Figure 1. Red Cell Changes in Hemolytic Disorders. A defining feature of hemolytic disorders is a decrease in red cell survival. Hereditary hemolytic disorders arise as a consequence of intrinsic defects in genes/proteins expressed during RBC development. For many disorders with accelerated red cell turnover, and for normal RBC senescence, the sequence of events and nature of the signal triggering removal from circulation by reticuloendothelial cells (primarily macrophages in the spleen) remains unclear. When morphologic changes in the RBC are seen, this suggests immune-mediated damage, hemoglobinopathy or a membrane defect. Many red cell enzyme defects shorten RBC survival, but do not alter the appearance of the red cell. (RBC = red blood cell)

What are some of the different types of hemolytic anemia?

One way to categorize hemolytic anemia is to separate hereditary anemia from acquired anemia. An example of an acquired hemolytic anemia would be the red cell destruction that occurs during malaria infection. Causes of acquired hemolytic anemia include infection, drug or toxin exposure and autoimmune reaction against red cells. Hereditary hemolytic anemia implies an underlying gene change or mutation is responsible for red cell destruction.

Figure 2. Red Cell Development and Hemolytic Disorders. Hereditary hemolytic disorders arise as a consequence of intrinsic defects in genes/proteins expressed during RBC development. When severe, such defects can result in increased marrow turnover of immature cells (ineffective erythropoiesis), in addition to premature destruction of RBC in the circulation. Extrinsic factors can also reduce red cell survival and cause acquired forms of hemolytic anemia. Infection, immune destruction of red cells and exposure to certain drugs or toxins are examples of extrinsic causes of hemolytic anemia.

+ + +

* Things to do *
1 > From the text on hemolytic anemia, copy the stretch from "Figure 1. Red" through "of hemolytic anemia?".
2 > In the text on hemolytic anemia, what is the example of an acquired hemolytic anemia?

* Input data *
+ + +

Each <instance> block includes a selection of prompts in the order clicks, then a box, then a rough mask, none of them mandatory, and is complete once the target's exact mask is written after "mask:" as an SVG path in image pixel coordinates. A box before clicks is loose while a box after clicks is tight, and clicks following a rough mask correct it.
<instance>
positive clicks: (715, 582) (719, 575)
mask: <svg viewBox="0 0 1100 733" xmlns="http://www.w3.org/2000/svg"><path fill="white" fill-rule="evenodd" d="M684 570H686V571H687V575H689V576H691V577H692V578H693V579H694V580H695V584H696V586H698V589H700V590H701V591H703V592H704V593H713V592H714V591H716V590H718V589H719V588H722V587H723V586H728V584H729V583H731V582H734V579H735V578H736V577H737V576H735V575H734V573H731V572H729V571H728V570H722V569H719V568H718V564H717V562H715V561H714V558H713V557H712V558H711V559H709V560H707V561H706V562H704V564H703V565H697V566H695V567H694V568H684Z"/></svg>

+ + +

* Expected responses *
1 >
Figure 1. Red Cell Changes in Hemolytic Disorders. A defining feature of hemolytic disorders is a decrease in red cell survival. Hereditary hemolytic disorders arise as a consequence of intrinsic defects in genes/proteins expressed during RBC development. For many disorders with accelerated red cell turnover, and for normal RBC senescence, the sequence of events and nature of the signal triggering removal from circulation by reticuloendothelial cells (primarily macrophages in the spleen) remains unclear. When morphologic changes in the RBC are seen, this suggests immune-mediated damage, hemoglobinopathy or a membrane defect. Many red cell enzyme defects shorten RBC survival, but do not alter the appearance of the red cell. (RBC = red blood cell)

What are some of the different types of hemolytic anemia?

2 > The red cell destruction that occurs during malaria infection.